SPD-Fraktion fordert Aufklärung im Innenausschuss

Veröffentlicht am 15.10.2012 in Allgemein

Anlässlich der aktuellen taz-online-Berichterstattung über die Hintergründe der Aktenlieferung nach Berlin, fordert der innenpolitische Sprecher der SPD-Landtagsfraktion, Heiko Gentzel „schnelle und umfassende Aufklärung“ von Innenminister Jörg Geibert (CDU).

Geibert soll die ungeschwärzte Übergabe der Akten an den Bund laut taz-online gegenüber dem Vorsitzenden des Untersuchungsausschusses des Bundestags, Sebastian Edathy, damit begründet haben, dass er sich Sorgen gemacht hätte, „interessante Bestandteile“ der Akten könnten „verschwinden“. Selbst der Begriff „Sumpf“ soll in dem Gespräch gefallen sein.

» Quellenmaterial:
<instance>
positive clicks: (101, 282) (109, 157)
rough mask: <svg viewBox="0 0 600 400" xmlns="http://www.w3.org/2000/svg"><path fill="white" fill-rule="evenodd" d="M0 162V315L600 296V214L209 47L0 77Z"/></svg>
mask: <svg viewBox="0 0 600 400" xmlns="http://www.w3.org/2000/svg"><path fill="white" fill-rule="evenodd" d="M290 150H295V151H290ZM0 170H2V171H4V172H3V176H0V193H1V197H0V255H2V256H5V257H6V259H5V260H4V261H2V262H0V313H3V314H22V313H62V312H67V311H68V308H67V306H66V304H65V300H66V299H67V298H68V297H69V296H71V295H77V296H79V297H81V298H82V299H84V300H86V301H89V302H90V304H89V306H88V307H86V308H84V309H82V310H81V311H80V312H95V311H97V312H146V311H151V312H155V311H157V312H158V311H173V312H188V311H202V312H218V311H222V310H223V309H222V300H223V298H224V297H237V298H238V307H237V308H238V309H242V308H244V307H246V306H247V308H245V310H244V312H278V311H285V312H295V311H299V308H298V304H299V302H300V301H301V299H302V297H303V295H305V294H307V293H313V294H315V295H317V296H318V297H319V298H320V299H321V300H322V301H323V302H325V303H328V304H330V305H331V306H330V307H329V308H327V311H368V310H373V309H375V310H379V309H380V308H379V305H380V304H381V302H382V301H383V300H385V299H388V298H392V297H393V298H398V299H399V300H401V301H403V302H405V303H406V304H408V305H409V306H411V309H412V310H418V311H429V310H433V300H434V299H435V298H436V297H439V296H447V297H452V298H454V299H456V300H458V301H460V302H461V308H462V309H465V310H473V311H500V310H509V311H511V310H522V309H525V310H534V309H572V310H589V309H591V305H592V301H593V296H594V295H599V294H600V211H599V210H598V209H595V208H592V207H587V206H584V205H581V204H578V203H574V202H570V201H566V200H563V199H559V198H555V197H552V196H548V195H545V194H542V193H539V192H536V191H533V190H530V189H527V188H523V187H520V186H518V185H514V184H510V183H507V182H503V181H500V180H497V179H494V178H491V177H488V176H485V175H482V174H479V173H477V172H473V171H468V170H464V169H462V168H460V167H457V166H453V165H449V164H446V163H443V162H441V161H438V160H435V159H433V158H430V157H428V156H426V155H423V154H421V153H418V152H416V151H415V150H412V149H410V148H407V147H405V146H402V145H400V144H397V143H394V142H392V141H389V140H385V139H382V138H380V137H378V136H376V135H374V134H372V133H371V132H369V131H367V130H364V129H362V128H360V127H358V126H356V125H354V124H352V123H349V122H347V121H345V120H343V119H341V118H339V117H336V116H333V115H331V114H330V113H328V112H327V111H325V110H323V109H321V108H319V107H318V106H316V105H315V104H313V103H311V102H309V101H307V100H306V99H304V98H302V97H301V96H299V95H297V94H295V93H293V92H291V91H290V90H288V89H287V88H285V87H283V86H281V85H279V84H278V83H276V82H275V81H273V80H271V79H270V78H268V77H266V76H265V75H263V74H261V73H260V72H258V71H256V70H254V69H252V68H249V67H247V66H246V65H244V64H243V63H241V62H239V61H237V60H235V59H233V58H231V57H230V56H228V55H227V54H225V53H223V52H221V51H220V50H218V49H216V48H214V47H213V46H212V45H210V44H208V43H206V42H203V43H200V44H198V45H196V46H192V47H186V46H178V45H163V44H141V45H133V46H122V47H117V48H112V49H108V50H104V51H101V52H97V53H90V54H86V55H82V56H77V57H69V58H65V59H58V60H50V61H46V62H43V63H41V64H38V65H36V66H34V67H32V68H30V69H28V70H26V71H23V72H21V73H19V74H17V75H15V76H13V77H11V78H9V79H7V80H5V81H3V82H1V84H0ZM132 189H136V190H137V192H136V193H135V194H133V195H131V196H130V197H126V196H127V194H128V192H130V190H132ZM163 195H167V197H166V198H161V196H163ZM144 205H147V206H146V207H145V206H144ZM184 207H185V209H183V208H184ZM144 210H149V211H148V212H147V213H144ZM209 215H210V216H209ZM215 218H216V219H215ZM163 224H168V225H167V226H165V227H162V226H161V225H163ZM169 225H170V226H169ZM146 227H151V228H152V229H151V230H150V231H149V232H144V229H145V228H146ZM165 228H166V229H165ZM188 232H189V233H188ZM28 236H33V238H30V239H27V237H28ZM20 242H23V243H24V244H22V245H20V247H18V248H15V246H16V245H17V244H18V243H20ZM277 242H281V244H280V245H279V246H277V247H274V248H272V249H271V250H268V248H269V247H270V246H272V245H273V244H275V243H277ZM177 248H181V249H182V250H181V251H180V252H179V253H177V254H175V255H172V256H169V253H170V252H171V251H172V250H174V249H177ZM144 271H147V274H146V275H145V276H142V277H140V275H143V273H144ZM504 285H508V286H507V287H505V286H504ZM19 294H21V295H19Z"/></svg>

» Aufgabenübersicht:
A: Beantworten Sie anhand der Meldung zur Aktenlieferung die folgenden Fragen:
(i) Welche Funktion hat Heiko Gentzel?
(ii) Gegenüber wem soll Jörg Geibert die ungeschwärzte Übergabe der Akten begründet haben?
(iii) Welcher Begriff soll in diesem Gespräch sogar gefallen sein?
B: Setzen Sie die Meldung zur Aktenlieferung im Anschluss an ihren letzten Satz fort.

» Ergebnisse nach Aufgaben:
A:
(i) Er ist innenpolitischer Sprecher der SPD-Landtagsfraktion.
(ii) Gegenüber Sebastian Edathy, dem Vorsitzenden des Untersuchungsausschusses des Bundestags.
(iii) Der Begriff „Sumpf“.

B:
Wenn das Telefonat zwischen Geibert und Edathy tatsächlich so gelaufen ist, wie es die taz schildert, sei das „eine Kapitulationserklärung des Innenministers“, so Gentzel. Damit würde sich einmal mehr und in besonders eklatanter Weise seine Kritik bestätigen, dass „der Innenminister sein Haus nicht im Griff hat.“

Geibert müsse in der heutigen (Freitag) Sitzung des Innenausschusse den Abgeordneten zu der taz-Berichterstattung und dem aktuellen Zustand beim Landesamt für Verfassungsschutz Rede und Antwort stehen, fordert Gentzel. Dazu werde er auch das Gespräch mit den CDU-Innenpolitikern suchen.